===== 課題文 =====
2013年9月28日土曜日

同級生

小学一年生の入学式、
僕の隣の席に座っていた美穂ちゃん。
小学、中学高校とずーと一緒だった。
大学は別別になったが、親友が俺を親友の彼女が美穂を誘って遊ぶ事が増え
いつしかお互いを意識するようになった。
気持ちを伝えたくても小学から一緒なのもあって照れ臭く、4人の日々が暫く続いた。
そんなある日、親友達の仲が突然破局。
もう、美穂と会えなくなるかと思ったら居ても立っても居られなく思い切って告白した。
あれから45年こんな日が来るとは思いも寄らなかった。
癌と診断されて3ヶ月あっけなくこの世を去ってしまった美穂。
「僕より先に逝くなよ」にいつも笑って頷いていた美穂。
笑顔で微笑む写真の君を見る度に頷く君の姿が浮かんで来る。
あの笑顔の頃より僕はどんどんおじいちゃんになってしまって 
今度君に会った時気づいてくれないのではと心配になるよ。
「随分老けたね」と笑って言ってくれるかな? 

2013年9月25日水曜日

結婚記念日

病院の待合室でウトウトしていた私の肩を叩く手に目を覚ますと主人の顔。
ビックリする私に主人が、
「そんな所でウトウトして風邪引くよ!電車が来たからさあ!行くよ。」
「何処へ?」
「何言ってるんだ!今日は、映画を見て美味しいフランス料理を食べる約束してただろう」
「映画?食事?」
不思議そうな私を心配そうに
「まだボケるには、早いぞ!」
と手を引き電車に乗る。
通勤ラッシュ前の車内は、ひっそりとしていて過ごしやすい陽気に
若い子たちの服装も軽やかでカラフルに揺れる。
あんな時期もあったのにと昔を振り返っていると、
主人が「今後は、ボウッとしてどうしたの?」と話しかけてきた。
「随分年をとってしまったな!と思ってたの」
「年をとっても君は、魅力的だよ」
主人は、いつでも私を褒めてくれる。
主人と一緒になって本当に幸せだと主人には、いつも感謝して止まない。
また、生まれ変わっても絶対主人と一緒になろうと思うくらい主人を愛していた。
揺れる電車にまた眠気を誘われた。
肩を叩かれ目を覚ますと看護師さんの顔。
「どうしました?」と問う看護師さんに
「何でもありません。」と告げた。
主人の夢に涙が零れそうになった。
今日は、主人との32 回目の結婚記念日の日だった。
帰り道を歩きながら空に向かってありがとうと呟いた。
===== 提供資料 =====
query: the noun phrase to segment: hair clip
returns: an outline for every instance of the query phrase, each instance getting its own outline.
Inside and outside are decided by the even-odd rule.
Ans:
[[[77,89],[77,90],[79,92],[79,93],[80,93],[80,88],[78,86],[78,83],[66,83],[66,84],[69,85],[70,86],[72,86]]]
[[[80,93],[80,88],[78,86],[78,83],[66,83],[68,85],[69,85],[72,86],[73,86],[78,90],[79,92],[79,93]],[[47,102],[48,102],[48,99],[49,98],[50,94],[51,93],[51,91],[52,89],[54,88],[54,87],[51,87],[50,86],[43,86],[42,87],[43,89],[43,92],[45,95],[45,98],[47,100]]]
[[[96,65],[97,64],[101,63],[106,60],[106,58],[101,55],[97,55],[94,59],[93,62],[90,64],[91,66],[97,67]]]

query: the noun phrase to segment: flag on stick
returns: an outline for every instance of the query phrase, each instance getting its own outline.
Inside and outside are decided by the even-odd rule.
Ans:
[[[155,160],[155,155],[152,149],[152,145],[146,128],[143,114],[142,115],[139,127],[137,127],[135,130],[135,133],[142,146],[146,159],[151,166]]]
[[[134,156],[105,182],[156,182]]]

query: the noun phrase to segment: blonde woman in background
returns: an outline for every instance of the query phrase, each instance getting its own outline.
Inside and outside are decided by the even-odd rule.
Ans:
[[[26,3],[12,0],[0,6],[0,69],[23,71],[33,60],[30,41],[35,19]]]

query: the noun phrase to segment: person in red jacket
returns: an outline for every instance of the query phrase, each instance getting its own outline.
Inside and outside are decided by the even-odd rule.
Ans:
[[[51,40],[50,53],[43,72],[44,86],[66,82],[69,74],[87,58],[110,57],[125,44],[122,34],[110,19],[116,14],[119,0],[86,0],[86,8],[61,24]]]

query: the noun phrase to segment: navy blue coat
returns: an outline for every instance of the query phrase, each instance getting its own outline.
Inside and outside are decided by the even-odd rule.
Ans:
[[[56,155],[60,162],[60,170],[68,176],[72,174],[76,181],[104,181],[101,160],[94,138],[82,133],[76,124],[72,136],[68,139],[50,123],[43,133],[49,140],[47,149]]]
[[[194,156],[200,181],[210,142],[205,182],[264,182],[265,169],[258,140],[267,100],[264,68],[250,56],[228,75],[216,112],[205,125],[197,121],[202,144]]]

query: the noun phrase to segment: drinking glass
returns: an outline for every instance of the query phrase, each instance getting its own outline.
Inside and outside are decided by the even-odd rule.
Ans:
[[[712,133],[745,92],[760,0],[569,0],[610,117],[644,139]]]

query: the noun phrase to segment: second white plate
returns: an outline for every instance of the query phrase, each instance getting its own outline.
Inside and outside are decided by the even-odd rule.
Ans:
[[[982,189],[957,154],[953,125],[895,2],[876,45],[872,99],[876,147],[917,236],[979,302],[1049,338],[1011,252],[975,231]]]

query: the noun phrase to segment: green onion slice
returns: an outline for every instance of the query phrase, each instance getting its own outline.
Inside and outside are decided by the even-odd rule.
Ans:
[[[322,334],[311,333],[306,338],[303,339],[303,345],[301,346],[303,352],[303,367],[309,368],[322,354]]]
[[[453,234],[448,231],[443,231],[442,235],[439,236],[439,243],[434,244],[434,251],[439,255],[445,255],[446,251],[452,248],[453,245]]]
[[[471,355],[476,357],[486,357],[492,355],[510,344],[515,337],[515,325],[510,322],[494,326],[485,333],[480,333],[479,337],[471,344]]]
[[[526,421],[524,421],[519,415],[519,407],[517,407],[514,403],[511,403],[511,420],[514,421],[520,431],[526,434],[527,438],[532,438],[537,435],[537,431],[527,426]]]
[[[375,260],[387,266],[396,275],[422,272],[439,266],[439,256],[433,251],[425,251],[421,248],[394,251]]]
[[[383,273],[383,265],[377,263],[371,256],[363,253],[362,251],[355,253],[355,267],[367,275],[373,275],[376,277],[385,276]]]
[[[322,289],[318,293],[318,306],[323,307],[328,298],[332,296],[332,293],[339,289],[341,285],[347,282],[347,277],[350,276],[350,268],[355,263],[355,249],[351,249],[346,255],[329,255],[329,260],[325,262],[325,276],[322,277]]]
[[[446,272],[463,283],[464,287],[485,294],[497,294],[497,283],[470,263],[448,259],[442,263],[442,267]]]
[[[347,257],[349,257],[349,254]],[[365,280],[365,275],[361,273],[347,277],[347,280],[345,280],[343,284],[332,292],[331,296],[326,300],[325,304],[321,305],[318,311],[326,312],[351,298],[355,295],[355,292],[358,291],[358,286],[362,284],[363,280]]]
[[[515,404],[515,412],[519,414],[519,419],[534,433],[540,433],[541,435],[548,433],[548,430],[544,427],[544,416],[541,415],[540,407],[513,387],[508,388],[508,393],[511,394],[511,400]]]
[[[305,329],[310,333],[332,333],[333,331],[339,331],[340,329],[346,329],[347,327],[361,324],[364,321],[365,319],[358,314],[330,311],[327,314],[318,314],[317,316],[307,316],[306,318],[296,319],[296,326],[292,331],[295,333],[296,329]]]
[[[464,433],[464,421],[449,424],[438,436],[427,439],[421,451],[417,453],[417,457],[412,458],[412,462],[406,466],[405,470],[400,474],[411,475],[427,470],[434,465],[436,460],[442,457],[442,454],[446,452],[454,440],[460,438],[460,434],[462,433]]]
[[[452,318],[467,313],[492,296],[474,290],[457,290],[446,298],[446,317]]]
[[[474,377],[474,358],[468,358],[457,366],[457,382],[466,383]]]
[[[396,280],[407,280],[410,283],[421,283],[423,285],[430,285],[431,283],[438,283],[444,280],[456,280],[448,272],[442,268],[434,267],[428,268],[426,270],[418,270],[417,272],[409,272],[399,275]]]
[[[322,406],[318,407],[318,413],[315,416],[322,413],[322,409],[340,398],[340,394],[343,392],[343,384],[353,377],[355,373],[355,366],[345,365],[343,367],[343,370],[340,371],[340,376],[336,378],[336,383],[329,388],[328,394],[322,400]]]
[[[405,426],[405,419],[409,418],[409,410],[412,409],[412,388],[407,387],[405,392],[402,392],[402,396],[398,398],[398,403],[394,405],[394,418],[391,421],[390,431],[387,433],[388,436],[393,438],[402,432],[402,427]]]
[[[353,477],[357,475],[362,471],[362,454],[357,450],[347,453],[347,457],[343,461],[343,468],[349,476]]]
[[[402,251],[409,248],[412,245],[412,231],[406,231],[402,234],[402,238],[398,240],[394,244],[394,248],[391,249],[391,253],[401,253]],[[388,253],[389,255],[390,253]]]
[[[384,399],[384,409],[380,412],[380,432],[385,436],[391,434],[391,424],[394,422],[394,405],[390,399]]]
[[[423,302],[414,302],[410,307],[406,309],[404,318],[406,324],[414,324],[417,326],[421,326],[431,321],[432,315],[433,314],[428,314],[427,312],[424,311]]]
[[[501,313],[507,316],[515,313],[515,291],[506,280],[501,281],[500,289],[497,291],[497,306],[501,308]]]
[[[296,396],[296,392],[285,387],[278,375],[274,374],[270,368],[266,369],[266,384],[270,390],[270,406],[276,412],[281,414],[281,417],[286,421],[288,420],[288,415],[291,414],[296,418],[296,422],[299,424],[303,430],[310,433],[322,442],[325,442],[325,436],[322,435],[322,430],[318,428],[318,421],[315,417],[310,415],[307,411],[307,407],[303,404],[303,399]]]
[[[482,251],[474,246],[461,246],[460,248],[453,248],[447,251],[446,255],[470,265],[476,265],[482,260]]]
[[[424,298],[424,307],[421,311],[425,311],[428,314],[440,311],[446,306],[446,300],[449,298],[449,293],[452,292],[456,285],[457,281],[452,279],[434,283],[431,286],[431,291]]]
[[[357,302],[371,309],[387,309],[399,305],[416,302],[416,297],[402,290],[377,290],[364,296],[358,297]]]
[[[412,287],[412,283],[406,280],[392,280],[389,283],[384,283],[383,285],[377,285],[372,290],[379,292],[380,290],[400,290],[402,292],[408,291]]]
=====
▶ 問題と課題
**A.** 課題文から、「2013年9月28日土曜日」で始まり「そんなある日、親友達の仲が突然破局。」まで続く部分を、一字も変えずに返せ。
**B.** 課題文の「同級生」で、僕が「思い切って告白した」のはなぜか。1〜3文で説明せよ。
記録は課題文とは別の資料である。

▶ 解答
**A.**
2013年9月28日土曜日

同級生

小学一年生の入学式、
僕の隣の席に座っていた美穂ちゃん。
小学、中学高校とずーと一緒だった。
大学は別別になったが、親友が俺を親友の彼女が美穂を誘って遊ぶ事が増え
いつしかお互いを意識するようになった。
気持ちを伝えたくても小学から一緒なのもあって照れ臭く、4人の日々が暫く続いた。
そんなある日、親友達の仲が突然破局。

**B.** 親友たちの仲が突然破局し、もう美穂と会えなくなるかと思ったからである。そう思うと居ても立っても居られなくなった。